Challenge:
Tally the lines below that contain the string "stone", treating uppercase and lowercase as different, and reply with the number alone.

Data for this exercise:

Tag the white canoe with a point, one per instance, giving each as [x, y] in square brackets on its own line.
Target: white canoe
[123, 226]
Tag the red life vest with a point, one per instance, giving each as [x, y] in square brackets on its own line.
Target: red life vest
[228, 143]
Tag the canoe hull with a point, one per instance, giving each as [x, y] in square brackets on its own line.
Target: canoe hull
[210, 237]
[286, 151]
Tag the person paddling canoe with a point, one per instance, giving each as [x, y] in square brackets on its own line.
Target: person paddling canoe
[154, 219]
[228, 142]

--

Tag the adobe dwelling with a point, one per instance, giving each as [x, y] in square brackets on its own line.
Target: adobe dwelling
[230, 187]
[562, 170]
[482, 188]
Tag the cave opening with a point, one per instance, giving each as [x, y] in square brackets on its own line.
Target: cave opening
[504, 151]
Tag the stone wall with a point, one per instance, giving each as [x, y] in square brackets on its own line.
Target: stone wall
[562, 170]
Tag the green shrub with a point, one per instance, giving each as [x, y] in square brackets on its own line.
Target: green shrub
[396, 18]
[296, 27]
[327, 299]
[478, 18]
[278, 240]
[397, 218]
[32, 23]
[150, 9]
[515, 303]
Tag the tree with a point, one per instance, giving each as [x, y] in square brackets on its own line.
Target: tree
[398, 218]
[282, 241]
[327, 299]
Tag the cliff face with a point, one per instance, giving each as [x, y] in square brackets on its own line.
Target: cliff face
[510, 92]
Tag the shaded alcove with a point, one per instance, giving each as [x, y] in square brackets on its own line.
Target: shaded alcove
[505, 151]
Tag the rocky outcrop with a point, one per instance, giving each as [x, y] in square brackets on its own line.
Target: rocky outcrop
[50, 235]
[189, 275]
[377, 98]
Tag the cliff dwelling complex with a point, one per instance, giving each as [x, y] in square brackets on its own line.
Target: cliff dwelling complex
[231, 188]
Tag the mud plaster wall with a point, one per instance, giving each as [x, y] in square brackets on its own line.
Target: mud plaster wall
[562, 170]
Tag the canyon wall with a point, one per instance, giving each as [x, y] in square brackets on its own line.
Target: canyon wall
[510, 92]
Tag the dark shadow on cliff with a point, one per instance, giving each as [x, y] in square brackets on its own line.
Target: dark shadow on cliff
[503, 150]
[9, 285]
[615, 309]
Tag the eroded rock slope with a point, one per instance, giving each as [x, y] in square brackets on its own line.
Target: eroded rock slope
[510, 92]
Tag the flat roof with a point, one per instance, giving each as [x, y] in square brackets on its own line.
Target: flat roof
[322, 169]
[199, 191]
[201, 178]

* * *

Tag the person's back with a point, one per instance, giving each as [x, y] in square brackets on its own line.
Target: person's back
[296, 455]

Finished exercise:
2